■ **TASK 1**: In the interview, rewrite the section from "1. How long" to "hooked for life.", changing "ticket booth" to "grandstand".

■ **PASSAGE GIVEN**:
★ ★ ★
20 Questions With Dave Moody- writer, Thunder Road track announcer, MRN radio Announcer.

1. How long have you been involved in motorsports?
I started as a fan at age five. Since then I've been a crewmember, second-rate driver, writer, announcer, and radio broadcaster.

2. What is your earliest memory in motorsports.
My uncle, Doug MacDonald, used to drive from Rumney, NH to Thunder Road to the races. When I was five years old, he dragged me along. I can still recall the feeling of being able to hear (but not see) those cars from the ticket booth. I was captivated before I ever laid eyes on them. When the racing started, I picked Larry Granger's black #GT-1 Chevy as "my car," probably because it was the prettiest car out there. He won the Triple Crown that afternoon, and I was hooked for life.

3.Do you see motorsports gaining in popularity or will it start to decline as people get bored with it?
It will continue to grow, though quicker at the top than at the grassroots level. The advent of Saturday night televised races on the NASCAR Winston Cup circuit will make it more and more difficult for short tracks to attract fans. Sloppy, overpriced shows are going to have a tough time cutting it. Smart promoters, though, will survive, since a good live race beats a great TV race every time.
★ ★ ★
■ **RECORD SET**:

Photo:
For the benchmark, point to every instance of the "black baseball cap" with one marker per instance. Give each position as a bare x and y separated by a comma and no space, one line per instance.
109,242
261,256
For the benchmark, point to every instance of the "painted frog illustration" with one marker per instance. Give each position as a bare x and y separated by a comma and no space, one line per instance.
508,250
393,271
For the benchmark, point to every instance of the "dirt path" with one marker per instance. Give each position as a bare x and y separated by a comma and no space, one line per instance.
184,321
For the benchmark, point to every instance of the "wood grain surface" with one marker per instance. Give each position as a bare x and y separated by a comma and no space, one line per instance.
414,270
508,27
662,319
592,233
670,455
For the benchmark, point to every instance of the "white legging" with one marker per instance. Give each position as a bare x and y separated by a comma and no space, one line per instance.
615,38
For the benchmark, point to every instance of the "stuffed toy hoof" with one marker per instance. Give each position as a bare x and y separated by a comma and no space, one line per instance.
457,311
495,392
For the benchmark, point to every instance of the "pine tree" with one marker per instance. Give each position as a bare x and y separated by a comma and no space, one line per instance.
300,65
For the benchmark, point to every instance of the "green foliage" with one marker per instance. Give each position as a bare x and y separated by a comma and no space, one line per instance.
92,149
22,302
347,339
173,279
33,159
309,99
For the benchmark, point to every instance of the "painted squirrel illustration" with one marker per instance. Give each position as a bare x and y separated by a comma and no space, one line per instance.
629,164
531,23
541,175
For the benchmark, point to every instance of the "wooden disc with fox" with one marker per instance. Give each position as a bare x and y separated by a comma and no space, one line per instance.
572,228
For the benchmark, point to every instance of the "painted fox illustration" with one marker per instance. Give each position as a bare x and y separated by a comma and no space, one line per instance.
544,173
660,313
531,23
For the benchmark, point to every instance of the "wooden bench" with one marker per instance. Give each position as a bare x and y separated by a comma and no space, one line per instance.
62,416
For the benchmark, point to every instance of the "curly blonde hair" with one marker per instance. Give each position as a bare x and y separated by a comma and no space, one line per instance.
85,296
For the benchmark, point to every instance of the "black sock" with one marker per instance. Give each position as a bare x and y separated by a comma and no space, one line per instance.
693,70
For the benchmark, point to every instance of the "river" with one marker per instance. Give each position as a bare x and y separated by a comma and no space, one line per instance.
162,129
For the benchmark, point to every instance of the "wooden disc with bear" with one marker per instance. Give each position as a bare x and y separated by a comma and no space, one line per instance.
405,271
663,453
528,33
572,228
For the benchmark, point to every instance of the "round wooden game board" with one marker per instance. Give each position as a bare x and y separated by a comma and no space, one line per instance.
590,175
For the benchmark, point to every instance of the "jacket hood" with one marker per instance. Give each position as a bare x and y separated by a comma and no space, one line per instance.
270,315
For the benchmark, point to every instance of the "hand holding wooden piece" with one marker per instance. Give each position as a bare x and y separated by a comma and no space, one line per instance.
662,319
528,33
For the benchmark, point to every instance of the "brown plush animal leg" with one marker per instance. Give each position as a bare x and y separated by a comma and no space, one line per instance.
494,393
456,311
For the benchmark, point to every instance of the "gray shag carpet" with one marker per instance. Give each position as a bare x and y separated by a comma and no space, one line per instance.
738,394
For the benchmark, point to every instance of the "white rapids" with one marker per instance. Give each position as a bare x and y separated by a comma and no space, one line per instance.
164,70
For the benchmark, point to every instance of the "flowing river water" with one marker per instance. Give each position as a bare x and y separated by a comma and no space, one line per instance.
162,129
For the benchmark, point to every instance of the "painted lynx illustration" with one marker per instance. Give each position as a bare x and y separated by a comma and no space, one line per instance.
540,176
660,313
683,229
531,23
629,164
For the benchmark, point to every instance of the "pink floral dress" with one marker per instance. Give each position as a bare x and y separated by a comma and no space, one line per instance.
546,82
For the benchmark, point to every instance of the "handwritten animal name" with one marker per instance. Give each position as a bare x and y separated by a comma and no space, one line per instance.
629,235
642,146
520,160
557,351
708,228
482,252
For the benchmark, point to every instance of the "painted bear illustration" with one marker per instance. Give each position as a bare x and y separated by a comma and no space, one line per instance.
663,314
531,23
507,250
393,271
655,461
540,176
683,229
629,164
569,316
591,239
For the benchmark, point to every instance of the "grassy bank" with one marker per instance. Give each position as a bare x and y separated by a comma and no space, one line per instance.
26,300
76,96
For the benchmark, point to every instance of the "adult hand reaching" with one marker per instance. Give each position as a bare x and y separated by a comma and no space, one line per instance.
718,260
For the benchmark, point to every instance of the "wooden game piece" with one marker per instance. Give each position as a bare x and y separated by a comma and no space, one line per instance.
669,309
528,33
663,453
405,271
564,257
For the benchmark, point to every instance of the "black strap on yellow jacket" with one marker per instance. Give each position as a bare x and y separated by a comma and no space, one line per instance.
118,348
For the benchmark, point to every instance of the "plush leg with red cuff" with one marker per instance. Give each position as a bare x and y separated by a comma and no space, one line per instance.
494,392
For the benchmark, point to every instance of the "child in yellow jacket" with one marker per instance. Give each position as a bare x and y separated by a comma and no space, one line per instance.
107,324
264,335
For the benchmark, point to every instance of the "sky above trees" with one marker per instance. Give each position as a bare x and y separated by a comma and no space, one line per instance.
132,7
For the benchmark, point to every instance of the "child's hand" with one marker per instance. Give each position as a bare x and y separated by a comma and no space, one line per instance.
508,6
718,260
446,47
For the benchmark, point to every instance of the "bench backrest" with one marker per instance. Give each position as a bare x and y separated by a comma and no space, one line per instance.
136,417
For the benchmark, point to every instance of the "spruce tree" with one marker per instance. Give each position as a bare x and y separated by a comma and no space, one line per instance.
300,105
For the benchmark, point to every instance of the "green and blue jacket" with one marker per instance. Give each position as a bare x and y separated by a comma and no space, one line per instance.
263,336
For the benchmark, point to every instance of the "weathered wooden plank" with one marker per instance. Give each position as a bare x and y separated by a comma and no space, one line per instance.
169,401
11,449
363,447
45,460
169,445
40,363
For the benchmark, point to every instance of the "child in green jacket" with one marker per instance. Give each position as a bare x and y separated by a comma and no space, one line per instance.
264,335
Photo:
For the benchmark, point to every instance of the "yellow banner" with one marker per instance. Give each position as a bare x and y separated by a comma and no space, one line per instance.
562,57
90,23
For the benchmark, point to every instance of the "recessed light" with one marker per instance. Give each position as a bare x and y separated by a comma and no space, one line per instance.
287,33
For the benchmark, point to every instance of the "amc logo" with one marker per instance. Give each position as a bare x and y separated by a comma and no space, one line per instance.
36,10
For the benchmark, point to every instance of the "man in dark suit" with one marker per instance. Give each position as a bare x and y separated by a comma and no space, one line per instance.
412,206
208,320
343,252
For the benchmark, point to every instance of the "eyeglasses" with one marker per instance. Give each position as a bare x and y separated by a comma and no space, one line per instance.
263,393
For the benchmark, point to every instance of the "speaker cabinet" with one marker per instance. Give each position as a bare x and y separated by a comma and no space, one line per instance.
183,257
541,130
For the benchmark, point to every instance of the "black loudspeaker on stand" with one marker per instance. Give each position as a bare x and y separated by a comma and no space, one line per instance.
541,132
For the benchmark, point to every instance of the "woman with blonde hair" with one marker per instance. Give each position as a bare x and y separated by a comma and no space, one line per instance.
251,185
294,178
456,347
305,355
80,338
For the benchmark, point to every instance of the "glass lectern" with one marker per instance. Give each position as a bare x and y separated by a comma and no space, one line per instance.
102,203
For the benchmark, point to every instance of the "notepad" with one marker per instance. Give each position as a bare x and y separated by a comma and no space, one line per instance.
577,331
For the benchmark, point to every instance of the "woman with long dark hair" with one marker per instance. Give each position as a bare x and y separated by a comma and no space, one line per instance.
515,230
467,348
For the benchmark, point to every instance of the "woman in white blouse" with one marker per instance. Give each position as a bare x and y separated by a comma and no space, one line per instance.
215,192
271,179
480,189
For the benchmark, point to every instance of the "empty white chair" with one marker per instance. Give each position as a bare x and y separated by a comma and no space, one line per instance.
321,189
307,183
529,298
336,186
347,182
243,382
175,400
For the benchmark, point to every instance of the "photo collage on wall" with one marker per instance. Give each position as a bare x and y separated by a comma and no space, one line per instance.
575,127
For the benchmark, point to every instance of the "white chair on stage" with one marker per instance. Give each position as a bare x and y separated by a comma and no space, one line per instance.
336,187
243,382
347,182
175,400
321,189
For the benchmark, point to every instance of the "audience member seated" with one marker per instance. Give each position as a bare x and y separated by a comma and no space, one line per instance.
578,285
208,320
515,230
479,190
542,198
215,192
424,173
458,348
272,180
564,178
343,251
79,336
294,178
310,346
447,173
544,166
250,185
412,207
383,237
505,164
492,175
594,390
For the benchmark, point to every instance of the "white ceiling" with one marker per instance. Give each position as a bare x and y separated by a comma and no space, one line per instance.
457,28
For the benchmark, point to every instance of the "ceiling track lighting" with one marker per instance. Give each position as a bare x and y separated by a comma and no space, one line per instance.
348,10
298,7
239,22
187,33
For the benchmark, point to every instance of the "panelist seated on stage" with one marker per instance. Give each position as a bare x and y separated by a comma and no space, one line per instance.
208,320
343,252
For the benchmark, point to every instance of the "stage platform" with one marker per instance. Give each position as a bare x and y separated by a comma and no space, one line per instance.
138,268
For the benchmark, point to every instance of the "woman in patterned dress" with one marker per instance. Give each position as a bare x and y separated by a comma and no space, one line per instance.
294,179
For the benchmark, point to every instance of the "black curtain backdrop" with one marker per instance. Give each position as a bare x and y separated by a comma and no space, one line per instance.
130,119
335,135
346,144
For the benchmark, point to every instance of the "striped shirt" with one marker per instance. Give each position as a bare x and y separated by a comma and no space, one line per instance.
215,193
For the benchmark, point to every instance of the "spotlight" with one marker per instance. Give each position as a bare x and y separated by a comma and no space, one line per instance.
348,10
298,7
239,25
★ ★ ★
■ **TASK 2**: Select and copy every row above that contains the string "illustration". Case counts.

■ **FULL OUTPUT 1**:
1. How long have you been involved in motorsports?
I started as a fan at age five. Since then I've been a crewmember, second-rate driver, writer, announcer, and radio broadcaster.

2. What is your earliest memory in motorsports.
My uncle, Doug MacDonald, used to drive from Rumney, NH to Thunder Road to the races. When I was five years old, he dragged me along. I can still recall the feeling of being able to hear (but not see) those cars from the grandstand. I was captivated before I ever laid eyes on them. When the racing started, I picked Larry Granger's black #GT-1 Chevy as "my car," probably because it was the prettiest car out there. He won the Triple Crown that afternoon, and I was hooked for life.

■ **FULL OUTPUT 2**:
For the benchmark, point to every instance of the "painted frog illustration" with one marker per instance. Give each position as a bare x and y separated by a comma and no space, one line per instance.
For the benchmark, point to every instance of the "painted squirrel illustration" with one marker per instance. Give each position as a bare x and y separated by a comma and no space, one line per instance.
For the benchmark, point to every instance of the "painted fox illustration" with one marker per instance. Give each position as a bare x and y separated by a comma and no space, one line per instance.
For the benchmark, point to every instance of the "painted lynx illustration" with one marker per instance. Give each position as a bare x and y separated by a comma and no space, one line per instance.
For the benchmark, point to every instance of the "painted bear illustration" with one marker per instance. Give each position as a bare x and y separated by a comma and no space, one line per instance.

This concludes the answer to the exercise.